Records for the exercise -
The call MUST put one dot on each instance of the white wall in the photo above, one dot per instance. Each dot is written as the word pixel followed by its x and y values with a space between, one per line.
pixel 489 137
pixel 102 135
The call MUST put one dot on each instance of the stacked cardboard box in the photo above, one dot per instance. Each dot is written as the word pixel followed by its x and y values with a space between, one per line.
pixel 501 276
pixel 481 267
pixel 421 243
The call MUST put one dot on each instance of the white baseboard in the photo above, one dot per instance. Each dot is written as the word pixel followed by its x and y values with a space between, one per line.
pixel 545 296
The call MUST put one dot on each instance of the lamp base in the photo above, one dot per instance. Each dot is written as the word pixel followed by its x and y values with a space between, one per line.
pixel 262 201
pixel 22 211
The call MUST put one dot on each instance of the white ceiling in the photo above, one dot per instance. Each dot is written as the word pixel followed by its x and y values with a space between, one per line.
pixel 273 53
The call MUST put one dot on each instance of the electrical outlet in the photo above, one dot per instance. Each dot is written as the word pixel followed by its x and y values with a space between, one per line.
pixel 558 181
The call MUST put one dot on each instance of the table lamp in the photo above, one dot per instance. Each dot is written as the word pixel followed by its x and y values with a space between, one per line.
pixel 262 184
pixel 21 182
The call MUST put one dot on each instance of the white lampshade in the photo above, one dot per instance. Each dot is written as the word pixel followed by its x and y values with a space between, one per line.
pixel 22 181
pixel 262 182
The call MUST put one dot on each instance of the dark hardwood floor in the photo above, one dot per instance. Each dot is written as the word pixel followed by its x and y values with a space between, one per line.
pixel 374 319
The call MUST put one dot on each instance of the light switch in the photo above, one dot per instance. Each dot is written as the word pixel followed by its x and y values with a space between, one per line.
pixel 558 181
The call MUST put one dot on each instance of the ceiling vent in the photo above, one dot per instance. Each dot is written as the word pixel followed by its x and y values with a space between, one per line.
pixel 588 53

How to complete this task -
Your reply should be every line of the material, transcribed exactly.

Output below -
The call MUST put one dot on each instance of the white wall in the photo above, one dot per instance. Each dot is written as the word pixel followed by its x and y values with a space between, one per line.
pixel 489 137
pixel 102 135
The call MUST put one dot on each instance of the stacked cardboard box in the photo above, one dot per instance. Each dot is written as the word pixel followed by its x and y values with a space between, one per line.
pixel 501 276
pixel 481 267
pixel 421 243
The call MUST put one dot on each instance of the white baseboard in the photo above, one dot per instance. Each dot is written as the word pixel followed by its x and y values with a space between, one per line.
pixel 545 296
The call MUST put one dot on each instance of the lamp base in the photo above, one dot per instance. Each dot is written as the word pixel followed by its x and y values with a space between, one per line.
pixel 262 201
pixel 22 211
The call MUST put one dot on each instance of the white ceiling in the photo above, one dot per instance. Each dot is written as the word pixel followed by its x and y values with a space between, one per line.
pixel 273 53
The call MUST put one dot on each instance of the electrical outlet in the photo above, one dot per instance. Each dot is written as the word pixel followed by its x and y values with a space between, one per line.
pixel 558 181
The call MUST put one dot on each instance of the table lamp in the photo above, one dot per instance. Each dot is written as the word pixel followed by its x and y values with a space between, one per line.
pixel 262 184
pixel 21 182
The call MUST put one dot on each instance of the white lampshade in the photo above, one dot per instance. Each dot is written as the word pixel followed by its x and y values with a space between, one per line.
pixel 22 181
pixel 262 182
The call MUST put one dot on each instance of the dark hardwood floor in the photo above, one dot per instance. Each dot is written as the word pixel followed by its x and y values with a space between, one per line.
pixel 374 319
The call MUST put one dot on each instance of the light switch in the photo above, one dot per instance. Each dot is written as the word pixel followed by its x and y values with a space between, one per line.
pixel 558 181
The call MUST put one dot on each instance of the ceiling vent in the photo above, one dot per instance. Each dot is written as the word pixel followed by its x and y values with a space between, one per line.
pixel 588 53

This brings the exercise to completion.